Your tasks:
1 - Name every person mentioned in the text on origami design.
2 - Answer these from the text on origami design:
(a) Which three creatures are named as having books dedicated to every variation of them?
(b) What is the title of the work credited to Satoshi Kamiya?
(c) Which three sources of technique does the writer especially enjoy in representational origami?
3 - Carry on the text on origami design, starting after its final sentence.

::: Text provided :::

Fish Guy, by Joao Charrua
Within animal design, there are practices dedicated to mammals, fish and insects, as well as spiny dinosaurs, creatures with no spines at all, and the full catalogue of fantastic beasts, with books dedicated to every variation of dragon, wyvern and wyrm.
Then there's plant life, studies of masks, busts, robots and skeletons, and a load of mechanical things besides.
Satoshi Kamiya’s Divine Boar
I especially enjoy representational origami that draws on techniques from corrugation, tessellation and spirals. I recommend a Google-dive into the work of Beth Johnson, Tomoko Fuse, Hideo Komatsu and Toshikazu Kawazaki.

::: Material shown :::

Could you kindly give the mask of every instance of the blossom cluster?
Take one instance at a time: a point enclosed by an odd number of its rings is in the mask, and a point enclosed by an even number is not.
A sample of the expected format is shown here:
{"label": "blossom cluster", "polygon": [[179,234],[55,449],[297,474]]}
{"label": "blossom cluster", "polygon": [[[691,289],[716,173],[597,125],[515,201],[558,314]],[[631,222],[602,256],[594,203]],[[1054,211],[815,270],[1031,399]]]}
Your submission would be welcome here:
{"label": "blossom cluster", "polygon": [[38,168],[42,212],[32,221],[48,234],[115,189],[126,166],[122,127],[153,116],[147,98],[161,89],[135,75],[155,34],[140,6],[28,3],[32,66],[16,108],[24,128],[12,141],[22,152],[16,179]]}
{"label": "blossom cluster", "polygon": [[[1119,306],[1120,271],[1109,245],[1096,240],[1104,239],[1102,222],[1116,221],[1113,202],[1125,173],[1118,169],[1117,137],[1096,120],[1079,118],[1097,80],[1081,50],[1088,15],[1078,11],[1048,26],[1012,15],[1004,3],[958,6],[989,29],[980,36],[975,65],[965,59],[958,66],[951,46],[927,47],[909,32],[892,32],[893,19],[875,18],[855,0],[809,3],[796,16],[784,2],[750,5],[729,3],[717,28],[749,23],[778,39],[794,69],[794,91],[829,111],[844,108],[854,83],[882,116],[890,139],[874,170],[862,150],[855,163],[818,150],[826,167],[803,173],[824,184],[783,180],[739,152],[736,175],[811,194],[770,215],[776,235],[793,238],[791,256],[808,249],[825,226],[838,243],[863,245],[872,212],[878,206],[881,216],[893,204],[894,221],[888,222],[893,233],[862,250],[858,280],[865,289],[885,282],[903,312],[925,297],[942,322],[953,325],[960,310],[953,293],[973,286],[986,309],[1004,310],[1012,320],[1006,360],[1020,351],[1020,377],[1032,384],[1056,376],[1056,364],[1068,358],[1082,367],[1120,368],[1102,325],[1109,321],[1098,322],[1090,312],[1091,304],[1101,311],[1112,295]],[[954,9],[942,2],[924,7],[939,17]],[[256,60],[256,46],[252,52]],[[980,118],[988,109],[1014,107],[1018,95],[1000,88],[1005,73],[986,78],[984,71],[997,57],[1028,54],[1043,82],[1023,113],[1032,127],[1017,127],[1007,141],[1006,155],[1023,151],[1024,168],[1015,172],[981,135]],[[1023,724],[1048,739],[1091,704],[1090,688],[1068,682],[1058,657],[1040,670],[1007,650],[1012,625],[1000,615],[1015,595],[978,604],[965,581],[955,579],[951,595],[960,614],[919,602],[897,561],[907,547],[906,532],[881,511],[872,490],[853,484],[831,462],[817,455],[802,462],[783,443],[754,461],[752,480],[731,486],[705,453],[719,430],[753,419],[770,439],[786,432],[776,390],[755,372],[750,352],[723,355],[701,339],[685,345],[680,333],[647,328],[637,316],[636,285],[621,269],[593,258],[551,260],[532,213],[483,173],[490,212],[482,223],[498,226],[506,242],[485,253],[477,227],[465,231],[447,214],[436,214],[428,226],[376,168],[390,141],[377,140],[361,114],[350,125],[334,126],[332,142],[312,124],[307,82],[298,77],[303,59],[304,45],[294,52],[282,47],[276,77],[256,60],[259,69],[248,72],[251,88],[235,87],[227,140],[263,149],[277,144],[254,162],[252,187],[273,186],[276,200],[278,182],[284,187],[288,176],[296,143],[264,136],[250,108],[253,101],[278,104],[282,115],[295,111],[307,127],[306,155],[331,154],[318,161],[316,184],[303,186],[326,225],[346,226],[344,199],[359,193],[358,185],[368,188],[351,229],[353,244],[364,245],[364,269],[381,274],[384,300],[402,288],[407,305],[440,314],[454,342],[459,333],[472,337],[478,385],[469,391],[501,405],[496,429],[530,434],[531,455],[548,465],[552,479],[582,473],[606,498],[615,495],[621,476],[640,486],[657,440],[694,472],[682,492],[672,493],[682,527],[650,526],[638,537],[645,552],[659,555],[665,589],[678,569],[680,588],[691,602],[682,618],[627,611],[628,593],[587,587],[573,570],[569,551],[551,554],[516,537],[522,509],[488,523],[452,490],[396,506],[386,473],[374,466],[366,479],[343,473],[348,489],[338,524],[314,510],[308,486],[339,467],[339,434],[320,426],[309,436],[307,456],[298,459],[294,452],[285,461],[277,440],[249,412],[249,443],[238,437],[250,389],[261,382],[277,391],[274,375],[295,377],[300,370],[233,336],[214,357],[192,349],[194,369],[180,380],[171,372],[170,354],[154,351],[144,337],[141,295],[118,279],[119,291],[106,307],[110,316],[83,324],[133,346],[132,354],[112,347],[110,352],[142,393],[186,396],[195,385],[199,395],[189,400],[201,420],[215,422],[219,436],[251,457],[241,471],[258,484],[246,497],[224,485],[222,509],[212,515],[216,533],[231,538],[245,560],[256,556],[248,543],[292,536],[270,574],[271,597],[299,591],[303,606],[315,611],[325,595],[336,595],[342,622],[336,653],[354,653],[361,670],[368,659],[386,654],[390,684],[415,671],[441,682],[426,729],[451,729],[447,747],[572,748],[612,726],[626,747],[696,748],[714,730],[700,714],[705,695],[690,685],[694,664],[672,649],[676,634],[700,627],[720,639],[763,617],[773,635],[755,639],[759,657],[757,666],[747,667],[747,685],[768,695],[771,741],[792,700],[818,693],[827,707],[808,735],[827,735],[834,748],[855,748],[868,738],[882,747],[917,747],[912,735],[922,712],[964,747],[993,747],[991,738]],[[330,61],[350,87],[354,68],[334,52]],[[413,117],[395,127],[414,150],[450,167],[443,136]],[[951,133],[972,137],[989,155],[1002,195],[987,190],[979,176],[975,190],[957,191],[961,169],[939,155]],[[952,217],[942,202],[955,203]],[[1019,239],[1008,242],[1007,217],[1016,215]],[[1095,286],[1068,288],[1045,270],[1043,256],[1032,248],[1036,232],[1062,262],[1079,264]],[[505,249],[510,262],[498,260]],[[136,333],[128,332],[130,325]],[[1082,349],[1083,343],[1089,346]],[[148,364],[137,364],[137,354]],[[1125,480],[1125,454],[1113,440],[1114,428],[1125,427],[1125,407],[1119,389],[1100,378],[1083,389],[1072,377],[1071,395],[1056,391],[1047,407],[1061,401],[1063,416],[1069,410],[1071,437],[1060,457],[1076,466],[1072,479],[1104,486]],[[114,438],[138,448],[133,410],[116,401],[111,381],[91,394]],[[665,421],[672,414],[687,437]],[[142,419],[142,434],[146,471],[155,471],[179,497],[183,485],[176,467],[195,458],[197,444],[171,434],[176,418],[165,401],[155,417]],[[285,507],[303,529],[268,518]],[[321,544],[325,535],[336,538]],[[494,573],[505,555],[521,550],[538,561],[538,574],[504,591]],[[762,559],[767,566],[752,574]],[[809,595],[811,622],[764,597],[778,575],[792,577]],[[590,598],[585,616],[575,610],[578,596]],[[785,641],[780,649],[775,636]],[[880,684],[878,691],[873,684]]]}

:::

Responses to the tasks:
1 - Joao Charrua, Satoshi Kamiya, Beth Johnson, Tomoko Fuse, Hideo Komatsu, Toshikazu Kawazaki

2 -
(a) Dragon, wyvern and wyrm.
(b) Divine Boar.
(c) Corrugation, tessellation and spirals.

3 -
Tessellations
This is the branch of origami design exploring infinitely repeatable patterns that can be folded out of one sheet of paper. Both tesselations and corrugations comprise of repeatable blocks, but in general tessellations can be made to lie flat, whereas corrugations play on their 3D-ness and interaction with light. There are also fractal tessellations, such as Shuzo Fujimoto's Hydrangea, which can be repeated to become infinitely small or large. What links them all is that they're fascinating and beautiful, and when you start folding them it's easy to feel like this whole business of living our lives side to side and up or down isn’t exactly the full story.
Brother tessellation, found by Ilan Garibi
Tessellation folders like Ilan Garibi and Eric Gjerde talk about how they discover, rather than design, tessellations: the design is and always has been there (or it has been, at least, from the paper's perspective.) It's probably the fastest-growing and most recently developed strand of origami, with only a handful of books published. Garibi's upcoming Tessellations 2 is subtitled 'Origami Tessellations for Everyone', which is characteristic of the tessellation evangelism contemporary origami is bearing witness to. I don't think tessellations are for everyone, but for 'anyone'? Maybe.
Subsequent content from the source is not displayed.